## Requirement
Lay out as a numbered list, leaving out any blank lines, the lines of the items below from the line containing "point: rocky outcrop" through the end of the items, inclusive.

## Input material
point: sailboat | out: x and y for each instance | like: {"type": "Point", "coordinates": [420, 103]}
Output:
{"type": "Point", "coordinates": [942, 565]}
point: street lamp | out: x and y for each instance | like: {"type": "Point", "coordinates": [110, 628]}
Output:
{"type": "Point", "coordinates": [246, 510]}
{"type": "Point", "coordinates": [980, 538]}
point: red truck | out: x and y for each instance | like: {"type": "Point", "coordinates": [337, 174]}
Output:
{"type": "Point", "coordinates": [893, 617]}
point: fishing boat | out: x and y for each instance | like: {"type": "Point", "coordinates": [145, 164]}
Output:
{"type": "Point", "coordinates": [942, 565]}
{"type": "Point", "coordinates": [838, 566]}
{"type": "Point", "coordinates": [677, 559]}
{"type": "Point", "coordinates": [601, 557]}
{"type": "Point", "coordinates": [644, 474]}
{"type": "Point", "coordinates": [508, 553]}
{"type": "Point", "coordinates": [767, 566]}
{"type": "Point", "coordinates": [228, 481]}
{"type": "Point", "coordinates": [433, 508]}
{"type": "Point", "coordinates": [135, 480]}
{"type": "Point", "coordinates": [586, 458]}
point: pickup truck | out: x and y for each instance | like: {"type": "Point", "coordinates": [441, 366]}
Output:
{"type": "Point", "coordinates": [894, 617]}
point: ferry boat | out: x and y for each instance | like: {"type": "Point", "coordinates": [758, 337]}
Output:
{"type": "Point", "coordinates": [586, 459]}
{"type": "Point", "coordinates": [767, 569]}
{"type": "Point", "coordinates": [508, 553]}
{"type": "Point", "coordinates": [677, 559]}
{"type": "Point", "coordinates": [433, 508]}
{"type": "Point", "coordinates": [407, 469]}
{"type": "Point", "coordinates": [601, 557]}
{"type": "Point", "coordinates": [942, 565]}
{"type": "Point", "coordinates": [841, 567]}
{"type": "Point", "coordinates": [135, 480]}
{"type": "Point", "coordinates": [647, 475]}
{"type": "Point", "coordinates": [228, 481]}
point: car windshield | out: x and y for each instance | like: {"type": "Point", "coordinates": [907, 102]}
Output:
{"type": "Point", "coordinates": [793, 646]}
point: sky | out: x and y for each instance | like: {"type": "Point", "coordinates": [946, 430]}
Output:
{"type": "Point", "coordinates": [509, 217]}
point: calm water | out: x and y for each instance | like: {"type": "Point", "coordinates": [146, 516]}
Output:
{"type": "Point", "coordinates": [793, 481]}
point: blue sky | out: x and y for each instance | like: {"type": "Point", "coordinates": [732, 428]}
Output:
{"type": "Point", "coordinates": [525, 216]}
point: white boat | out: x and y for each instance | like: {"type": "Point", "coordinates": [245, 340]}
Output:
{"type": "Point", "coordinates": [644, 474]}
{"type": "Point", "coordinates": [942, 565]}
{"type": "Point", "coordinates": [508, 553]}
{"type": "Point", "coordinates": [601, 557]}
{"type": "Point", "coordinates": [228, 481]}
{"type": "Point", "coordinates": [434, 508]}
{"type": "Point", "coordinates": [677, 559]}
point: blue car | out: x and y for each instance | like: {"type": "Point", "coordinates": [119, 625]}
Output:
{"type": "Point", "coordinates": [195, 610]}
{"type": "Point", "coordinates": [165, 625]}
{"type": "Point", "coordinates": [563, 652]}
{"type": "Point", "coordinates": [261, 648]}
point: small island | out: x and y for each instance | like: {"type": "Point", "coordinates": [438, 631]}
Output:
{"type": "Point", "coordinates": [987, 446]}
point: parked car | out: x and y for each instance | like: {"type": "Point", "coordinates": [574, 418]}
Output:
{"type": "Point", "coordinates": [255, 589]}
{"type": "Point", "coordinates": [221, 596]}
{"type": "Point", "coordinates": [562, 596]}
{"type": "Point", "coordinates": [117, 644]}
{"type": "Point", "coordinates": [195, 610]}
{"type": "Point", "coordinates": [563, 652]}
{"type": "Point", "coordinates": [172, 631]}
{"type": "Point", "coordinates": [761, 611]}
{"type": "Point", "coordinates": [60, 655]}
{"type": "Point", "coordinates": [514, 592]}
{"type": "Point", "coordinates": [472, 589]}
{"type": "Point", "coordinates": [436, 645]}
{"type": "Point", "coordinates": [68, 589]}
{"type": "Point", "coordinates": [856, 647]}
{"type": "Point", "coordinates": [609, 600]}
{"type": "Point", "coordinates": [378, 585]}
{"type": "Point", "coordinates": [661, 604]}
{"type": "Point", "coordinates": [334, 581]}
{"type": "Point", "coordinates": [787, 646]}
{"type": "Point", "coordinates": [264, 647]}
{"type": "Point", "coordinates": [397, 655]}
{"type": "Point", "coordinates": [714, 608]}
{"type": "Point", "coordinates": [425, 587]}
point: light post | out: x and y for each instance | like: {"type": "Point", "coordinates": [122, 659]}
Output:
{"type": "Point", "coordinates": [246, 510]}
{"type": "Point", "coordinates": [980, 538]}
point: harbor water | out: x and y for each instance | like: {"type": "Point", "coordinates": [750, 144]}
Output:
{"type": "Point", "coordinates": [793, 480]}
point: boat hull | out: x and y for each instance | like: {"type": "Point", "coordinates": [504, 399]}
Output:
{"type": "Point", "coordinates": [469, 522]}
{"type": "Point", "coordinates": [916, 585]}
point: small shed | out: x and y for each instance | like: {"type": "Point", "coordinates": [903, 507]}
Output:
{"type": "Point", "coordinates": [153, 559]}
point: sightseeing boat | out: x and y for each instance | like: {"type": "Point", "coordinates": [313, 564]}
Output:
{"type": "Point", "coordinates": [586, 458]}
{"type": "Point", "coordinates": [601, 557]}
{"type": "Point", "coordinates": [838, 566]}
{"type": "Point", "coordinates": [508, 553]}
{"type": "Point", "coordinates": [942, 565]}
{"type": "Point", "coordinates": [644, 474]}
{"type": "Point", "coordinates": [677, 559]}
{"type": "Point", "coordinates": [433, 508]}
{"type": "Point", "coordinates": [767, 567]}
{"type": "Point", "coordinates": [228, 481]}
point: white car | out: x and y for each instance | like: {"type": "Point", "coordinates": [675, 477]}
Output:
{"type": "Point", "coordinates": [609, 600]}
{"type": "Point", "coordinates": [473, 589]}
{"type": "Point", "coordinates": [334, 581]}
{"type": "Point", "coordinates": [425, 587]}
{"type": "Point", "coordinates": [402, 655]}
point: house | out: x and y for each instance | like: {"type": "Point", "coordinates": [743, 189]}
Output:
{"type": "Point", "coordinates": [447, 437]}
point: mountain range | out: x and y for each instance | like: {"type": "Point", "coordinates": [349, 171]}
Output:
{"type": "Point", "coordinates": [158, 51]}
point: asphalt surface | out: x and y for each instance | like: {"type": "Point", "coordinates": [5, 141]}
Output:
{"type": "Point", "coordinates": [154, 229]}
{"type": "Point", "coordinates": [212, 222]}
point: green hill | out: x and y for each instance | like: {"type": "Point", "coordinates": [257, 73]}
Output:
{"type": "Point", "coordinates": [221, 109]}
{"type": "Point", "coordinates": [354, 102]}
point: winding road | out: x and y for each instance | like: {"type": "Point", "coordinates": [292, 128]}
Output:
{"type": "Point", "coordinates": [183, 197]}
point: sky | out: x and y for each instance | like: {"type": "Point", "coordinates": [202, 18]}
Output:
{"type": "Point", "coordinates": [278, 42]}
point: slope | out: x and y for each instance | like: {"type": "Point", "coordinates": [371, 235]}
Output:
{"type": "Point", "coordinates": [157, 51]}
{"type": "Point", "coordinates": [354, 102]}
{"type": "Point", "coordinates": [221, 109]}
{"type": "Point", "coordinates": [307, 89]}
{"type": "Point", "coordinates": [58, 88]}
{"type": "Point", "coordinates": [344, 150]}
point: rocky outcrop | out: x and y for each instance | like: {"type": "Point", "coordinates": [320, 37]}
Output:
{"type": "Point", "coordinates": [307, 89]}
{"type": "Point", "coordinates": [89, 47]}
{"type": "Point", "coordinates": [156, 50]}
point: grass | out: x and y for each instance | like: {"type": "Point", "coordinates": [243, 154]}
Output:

## Answer to this problem
1. point: rocky outcrop | out: x and y for each instance | like: {"type": "Point", "coordinates": [320, 37]}
2. Output:
3. {"type": "Point", "coordinates": [307, 89]}
4. {"type": "Point", "coordinates": [89, 47]}
5. {"type": "Point", "coordinates": [156, 50]}
6. point: grass | out: x and y for each instance | like: {"type": "Point", "coordinates": [243, 154]}
7. Output:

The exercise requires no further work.